#### The task:
Print every one of the items below line for line and unchanged, but leave the pictures out.

#### Records supplied:
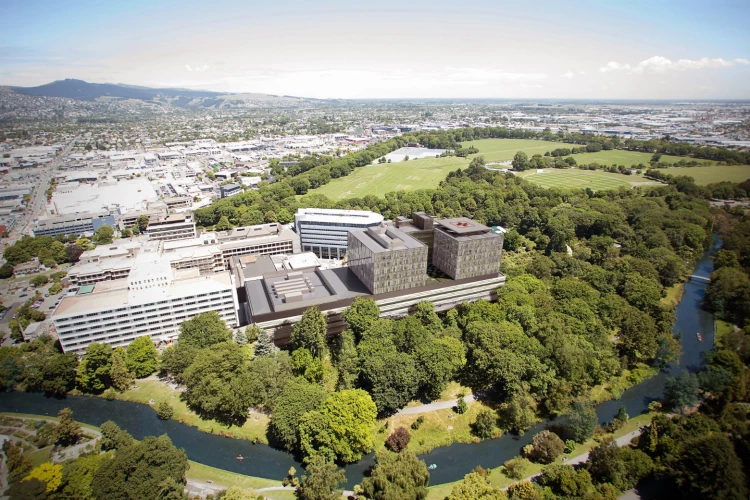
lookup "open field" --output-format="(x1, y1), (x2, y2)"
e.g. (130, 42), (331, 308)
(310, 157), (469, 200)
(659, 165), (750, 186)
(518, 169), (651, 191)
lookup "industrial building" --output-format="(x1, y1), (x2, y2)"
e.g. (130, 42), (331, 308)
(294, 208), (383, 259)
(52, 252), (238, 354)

#### Reply:
lookup "open field" --output-format="(x1, y1), (x2, y2)"
e.g. (130, 42), (331, 308)
(310, 157), (469, 200)
(659, 165), (750, 186)
(518, 169), (651, 191)
lookup "industrial building" --output-format="(x1, y1), (x2, y2)"
e.g. (130, 42), (331, 308)
(294, 208), (383, 259)
(52, 252), (238, 354)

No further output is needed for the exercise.